- Requirements -
(1) Reproduce the part of the SAPT crash thread that begins with the words "I set the option" and ends after "a partial fix.".
(2) Please continue the forum thread about the crashing SAPT calculation from its last sentence.
***** Supplied passage *****
I am trying to run a SAPT2+/aDZ (Silver Standard according to J. Chem. Phys. 2014, 140, 094106) calculation on a fairly large system (162 electrons, 920 basis functions, I would rather not go into detail here about what system it is exactly). The calculation is running fine until the Exch11 contribution, afterwards the job crashes and I get the following error:
Exited with exit code 139.
6243 Segmentation fault (core dumped)
I did this type of calculations on several smaller (similar) systems with no problems. The next contributing term would be Exch12 so I am assuming it is trying to compute that when it is crashing. The estimated memory usage is “127060.6 MB”, I am giving the job 140000 MB of memory. I also tried to give the job significantly more memory (more than double of that), but I had the same problem. Does anyone have an idea what the problem might be?
If you need more information, please let me know. I could also send the corresponding input on request per mail for somebody to test it.
Thank you already in advance for your help.
How much memory does your computer have? One doesn’t usually give the
memory keyword more than 95–98% of the computer system’s memory.
The computer I am running the job on has 256 GB of memory.
Can you set the option
debug 1 and post the SAPT module print out to a gist?
I set the option “debug 1” and re-ran the calculation. Here is the output of the SAPT module: https://gist.github.com/anonymous/c54ab98d64fb028833e7e7565df3c0b2
@dgasmith, @loriab: looking at the code for the term that seems to fail (Exch12_k11u_4) I see a potential integer overflow in lines 1397, 1398, 1401 and 1402 of exch12.cc. The multiplication aoccA_ * nvirA_ * aoccA_ * nvirA_ exceeds a 32-bit signed integer with the dimensions of the system, unless I am mistaken… Line 1402 in particular has no conversions to (long int).
If you agree that this could be the problem, I’ll patch it.
@jgonthier, int overflow was what Daniel was hypothesizing the other day. If you want to try patching it, it’d be great, but there are probably multiple places. I remember Ed H. fixing this once before for adenine-thymine, but I guess that was only a partial fix.
@loriab I’ll have a look. Reading the code to find this is impossible but maybe there is a way to replace all int declarations in the code by a custom class that detects possible overflows, and then correct the original code…
@polyx15 Do you know which compiler was used to build the code ? I think part of the error may be compiler-dependent.
***** Data records *****
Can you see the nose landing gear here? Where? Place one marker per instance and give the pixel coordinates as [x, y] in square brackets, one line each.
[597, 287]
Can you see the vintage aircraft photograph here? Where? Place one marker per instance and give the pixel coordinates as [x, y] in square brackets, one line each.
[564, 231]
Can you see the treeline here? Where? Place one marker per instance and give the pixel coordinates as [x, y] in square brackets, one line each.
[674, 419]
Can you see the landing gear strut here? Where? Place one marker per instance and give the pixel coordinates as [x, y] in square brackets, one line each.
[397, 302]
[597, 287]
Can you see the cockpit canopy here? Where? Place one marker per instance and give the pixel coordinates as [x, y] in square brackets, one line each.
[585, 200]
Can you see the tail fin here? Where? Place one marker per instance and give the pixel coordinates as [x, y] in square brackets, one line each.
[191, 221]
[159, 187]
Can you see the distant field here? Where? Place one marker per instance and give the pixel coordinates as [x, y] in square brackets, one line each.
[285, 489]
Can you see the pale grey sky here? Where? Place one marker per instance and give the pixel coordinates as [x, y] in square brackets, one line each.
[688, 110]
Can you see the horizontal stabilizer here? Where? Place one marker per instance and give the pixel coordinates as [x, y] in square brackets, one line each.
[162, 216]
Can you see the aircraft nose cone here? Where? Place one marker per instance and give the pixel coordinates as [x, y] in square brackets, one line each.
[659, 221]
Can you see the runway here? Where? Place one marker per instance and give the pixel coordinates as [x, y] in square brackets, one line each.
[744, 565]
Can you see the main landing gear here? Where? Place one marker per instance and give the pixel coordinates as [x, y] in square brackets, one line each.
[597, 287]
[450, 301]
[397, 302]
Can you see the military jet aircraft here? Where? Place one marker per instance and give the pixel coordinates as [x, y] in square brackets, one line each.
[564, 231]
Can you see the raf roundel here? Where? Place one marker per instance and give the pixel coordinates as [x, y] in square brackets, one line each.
*****
- Answers for this exercise -
(1)
I set the option “debug 1” and re-ran the calculation. Here is the output of the SAPT module: https://gist.github.com/anonymous/c54ab98d64fb028833e7e7565df3c0b2
@dgasmith, @loriab: looking at the code for the term that seems to fail (Exch12_k11u_4) I see a potential integer overflow in lines 1397, 1398, 1401 and 1402 of exch12.cc. The multiplication aoccA_ * nvirA_ * aoccA_ * nvirA_ exceeds a 32-bit signed integer with the dimensions of the system, unless I am mistaken… Line 1402 in particular has no conversions to (long int).
If you agree that this could be the problem, I’ll patch it.
@jgonthier, int overflow was what Daniel was hypothesizing the other day. If you want to try patching it, it’d be great, but there are probably multiple places. I remember Ed H. fixing this once before for adenine-thymine, but I guess that was only a partial fix.

(2)
@jgonthier You can always replace with size_t, we’re moving that way in most of the code anyway.
Submitted a pull request with a patch that could hopefully solve the problem. Unfortunately, I cannot actually test the code on a large enough system.
@polyx15, are you running from a compiled Psi4 so that you can apply the patch and test it? Or are you running a conda binary, in which case, I can compile one with the patch for you to test. I’m afraid we don’t have ready access to hardware with enough memory to run your particular job.
I am running a compiled Psi4, compiled with GCC 5.2.0 (since @jgonthier asked).
GCC 5.2 should be fine (though I’m not familiar with any of its long int peculiarities). Can we expect that you are trying out the patch and will report back?
I will try out the patch and will report back, it will take a few days though.
I was using GCC 5.4 for testing and I am certain the code would have failed with a system your size, some multiplications would have overflowed.
I just hope I could catch all of them, so maybe run with the
debug 1 option so that we can know where it fails if I missed something.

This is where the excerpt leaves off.